Written task:
Quote the lines below verbatim, everything from the start of the entries down through the line containing "558,312,640,360", including both ends.

[Dataset records]
|---|

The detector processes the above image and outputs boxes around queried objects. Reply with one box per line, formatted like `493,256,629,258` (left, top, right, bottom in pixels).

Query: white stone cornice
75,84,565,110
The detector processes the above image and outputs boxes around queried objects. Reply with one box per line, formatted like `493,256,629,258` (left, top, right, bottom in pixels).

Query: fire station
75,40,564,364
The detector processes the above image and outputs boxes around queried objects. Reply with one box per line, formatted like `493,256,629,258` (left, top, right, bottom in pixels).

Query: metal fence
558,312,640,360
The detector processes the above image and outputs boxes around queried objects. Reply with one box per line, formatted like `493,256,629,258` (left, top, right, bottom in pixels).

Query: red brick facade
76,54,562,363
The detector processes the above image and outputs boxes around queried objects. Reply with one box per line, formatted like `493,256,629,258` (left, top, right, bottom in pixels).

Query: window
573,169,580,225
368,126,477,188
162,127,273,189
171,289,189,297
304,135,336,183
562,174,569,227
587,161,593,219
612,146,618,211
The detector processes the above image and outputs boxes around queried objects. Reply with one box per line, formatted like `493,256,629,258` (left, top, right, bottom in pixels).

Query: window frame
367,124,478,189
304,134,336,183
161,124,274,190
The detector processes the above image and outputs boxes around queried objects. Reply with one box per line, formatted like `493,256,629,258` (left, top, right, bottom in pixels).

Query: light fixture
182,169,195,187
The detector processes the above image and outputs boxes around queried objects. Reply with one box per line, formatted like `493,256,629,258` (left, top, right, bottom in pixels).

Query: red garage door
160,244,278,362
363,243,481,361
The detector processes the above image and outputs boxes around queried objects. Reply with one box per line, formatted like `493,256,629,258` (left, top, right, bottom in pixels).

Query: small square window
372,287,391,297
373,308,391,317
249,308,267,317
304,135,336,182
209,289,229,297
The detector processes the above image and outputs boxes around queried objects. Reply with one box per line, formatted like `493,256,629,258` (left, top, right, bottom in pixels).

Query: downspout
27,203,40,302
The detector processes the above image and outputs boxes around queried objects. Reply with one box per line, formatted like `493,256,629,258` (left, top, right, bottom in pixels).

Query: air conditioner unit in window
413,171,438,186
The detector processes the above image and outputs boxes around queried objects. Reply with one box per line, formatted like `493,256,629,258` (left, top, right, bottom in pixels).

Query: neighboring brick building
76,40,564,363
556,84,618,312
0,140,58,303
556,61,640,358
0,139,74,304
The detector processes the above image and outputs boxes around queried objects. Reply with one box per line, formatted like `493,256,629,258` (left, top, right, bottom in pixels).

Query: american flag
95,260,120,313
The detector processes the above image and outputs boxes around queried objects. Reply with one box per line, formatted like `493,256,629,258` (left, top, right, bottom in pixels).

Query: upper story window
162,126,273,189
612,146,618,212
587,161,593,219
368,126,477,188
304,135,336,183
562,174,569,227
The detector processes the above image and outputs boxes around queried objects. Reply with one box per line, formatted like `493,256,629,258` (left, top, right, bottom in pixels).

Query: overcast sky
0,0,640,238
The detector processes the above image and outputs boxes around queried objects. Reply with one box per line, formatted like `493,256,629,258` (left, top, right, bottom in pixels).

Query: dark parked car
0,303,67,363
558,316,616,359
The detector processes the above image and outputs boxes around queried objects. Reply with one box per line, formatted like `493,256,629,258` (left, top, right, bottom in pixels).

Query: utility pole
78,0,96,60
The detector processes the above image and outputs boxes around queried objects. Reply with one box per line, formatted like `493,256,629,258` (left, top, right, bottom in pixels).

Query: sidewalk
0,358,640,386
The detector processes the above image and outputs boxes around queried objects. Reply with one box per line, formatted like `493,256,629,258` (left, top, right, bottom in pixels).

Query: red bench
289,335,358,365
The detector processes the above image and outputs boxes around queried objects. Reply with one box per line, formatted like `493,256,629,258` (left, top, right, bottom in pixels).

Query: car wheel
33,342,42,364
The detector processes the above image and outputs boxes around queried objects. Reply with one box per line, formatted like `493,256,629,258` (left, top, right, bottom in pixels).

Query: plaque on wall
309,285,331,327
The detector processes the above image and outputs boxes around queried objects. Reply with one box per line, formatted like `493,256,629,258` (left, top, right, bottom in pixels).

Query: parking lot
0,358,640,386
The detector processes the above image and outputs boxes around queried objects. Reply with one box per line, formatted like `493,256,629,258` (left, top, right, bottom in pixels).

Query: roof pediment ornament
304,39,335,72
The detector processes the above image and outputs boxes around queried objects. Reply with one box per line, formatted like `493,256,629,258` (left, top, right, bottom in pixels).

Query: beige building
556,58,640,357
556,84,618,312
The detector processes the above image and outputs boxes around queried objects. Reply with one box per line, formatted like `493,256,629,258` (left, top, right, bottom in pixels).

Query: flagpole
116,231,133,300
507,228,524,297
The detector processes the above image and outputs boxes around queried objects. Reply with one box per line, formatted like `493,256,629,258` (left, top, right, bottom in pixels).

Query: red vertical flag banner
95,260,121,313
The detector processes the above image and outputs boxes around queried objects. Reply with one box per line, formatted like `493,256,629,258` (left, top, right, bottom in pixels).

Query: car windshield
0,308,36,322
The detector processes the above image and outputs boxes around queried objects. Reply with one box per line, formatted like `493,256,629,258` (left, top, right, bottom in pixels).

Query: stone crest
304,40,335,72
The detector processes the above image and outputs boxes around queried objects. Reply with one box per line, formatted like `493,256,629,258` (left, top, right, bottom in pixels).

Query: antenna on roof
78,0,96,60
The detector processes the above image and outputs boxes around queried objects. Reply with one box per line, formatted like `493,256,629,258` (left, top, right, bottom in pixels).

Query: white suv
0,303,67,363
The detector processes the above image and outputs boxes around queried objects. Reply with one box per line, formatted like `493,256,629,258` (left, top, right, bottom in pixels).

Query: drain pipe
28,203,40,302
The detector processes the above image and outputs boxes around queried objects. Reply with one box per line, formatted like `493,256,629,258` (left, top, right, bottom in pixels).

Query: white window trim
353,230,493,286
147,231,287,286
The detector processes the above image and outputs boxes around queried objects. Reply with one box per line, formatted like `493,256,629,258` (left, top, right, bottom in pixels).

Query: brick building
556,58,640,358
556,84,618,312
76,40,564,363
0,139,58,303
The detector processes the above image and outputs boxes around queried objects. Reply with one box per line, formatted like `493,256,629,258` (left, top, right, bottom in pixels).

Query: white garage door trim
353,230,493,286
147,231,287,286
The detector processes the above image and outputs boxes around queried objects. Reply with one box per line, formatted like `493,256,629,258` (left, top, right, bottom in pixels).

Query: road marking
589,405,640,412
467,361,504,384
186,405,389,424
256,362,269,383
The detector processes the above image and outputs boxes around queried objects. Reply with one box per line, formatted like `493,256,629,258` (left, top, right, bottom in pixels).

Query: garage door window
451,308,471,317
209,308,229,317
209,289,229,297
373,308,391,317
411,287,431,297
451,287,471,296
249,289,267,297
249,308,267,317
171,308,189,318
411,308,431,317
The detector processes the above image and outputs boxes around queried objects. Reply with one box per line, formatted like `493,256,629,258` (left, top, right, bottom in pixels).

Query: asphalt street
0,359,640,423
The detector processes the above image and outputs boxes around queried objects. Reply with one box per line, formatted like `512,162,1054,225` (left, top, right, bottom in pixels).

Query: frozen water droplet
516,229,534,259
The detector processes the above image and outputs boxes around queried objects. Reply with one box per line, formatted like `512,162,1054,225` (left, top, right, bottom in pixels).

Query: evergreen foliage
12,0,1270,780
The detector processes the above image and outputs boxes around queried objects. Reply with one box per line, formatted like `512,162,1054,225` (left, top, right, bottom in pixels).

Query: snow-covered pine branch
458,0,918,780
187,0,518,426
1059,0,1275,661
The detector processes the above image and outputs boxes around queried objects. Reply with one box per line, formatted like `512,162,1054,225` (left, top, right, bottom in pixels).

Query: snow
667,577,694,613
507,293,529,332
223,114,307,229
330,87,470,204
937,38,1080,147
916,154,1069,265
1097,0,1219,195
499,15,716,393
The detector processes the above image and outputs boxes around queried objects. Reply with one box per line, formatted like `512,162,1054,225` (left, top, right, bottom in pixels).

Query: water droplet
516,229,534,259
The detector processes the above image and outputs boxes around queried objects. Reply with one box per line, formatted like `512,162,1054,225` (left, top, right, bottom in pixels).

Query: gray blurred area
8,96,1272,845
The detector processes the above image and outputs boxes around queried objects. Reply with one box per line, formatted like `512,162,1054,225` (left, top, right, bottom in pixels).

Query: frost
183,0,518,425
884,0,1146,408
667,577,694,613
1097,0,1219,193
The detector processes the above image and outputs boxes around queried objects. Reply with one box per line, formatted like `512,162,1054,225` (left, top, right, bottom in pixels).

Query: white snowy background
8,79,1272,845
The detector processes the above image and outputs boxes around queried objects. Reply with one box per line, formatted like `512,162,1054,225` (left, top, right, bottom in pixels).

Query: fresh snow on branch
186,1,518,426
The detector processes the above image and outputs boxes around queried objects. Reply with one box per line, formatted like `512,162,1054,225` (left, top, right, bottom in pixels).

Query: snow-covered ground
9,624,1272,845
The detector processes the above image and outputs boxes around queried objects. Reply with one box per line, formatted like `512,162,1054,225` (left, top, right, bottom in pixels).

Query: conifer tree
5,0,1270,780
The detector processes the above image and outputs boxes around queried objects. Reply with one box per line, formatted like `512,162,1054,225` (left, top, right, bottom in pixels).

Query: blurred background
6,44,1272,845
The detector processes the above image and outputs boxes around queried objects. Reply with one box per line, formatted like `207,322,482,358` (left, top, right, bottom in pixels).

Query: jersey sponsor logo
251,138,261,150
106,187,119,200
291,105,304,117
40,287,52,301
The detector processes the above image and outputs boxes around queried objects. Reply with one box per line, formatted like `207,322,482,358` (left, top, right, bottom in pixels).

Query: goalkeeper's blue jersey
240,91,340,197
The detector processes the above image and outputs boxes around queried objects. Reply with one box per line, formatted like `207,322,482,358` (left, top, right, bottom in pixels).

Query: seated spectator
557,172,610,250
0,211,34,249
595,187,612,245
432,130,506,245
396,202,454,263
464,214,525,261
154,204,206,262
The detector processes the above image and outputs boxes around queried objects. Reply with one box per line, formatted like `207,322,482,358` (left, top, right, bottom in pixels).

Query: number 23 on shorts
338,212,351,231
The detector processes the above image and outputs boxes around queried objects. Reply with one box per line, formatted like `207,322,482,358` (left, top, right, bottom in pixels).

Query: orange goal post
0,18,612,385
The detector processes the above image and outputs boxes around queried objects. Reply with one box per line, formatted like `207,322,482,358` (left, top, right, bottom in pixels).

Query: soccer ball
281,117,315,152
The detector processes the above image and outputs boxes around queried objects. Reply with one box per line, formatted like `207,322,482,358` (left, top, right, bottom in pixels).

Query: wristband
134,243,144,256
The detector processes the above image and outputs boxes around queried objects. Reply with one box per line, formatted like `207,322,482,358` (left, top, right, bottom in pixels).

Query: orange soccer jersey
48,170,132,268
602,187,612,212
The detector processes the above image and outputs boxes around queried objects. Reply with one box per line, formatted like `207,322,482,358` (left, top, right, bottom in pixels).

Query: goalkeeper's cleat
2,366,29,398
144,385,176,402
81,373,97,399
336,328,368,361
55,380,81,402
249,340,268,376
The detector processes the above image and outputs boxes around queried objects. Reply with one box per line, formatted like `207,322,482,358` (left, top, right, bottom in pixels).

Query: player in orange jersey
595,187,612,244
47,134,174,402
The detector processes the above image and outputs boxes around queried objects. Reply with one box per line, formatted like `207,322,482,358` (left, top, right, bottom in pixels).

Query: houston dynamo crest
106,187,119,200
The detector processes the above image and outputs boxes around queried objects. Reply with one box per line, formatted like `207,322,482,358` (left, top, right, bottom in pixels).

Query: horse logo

|---|

Solution to this exercise:
The detector processes the above image and outputs boxes around queried objects. Reply with one box per line, formatted like `493,256,629,258` (left, top, right, bottom in pixels).

Query: white stone cornice
75,84,565,110
The detector processes the above image and outputs boxes around queried objects. Reply with one box per line, formatted like `493,256,629,258` (left, top, right, bottom in pixels).

Query: fire station
75,40,564,364
The detector processes the above image and outputs boxes around queried objects. Reply with one box per line, formatted like `493,256,629,258` (left, top, right, bottom in pixels).

Query: metal fence
558,312,640,360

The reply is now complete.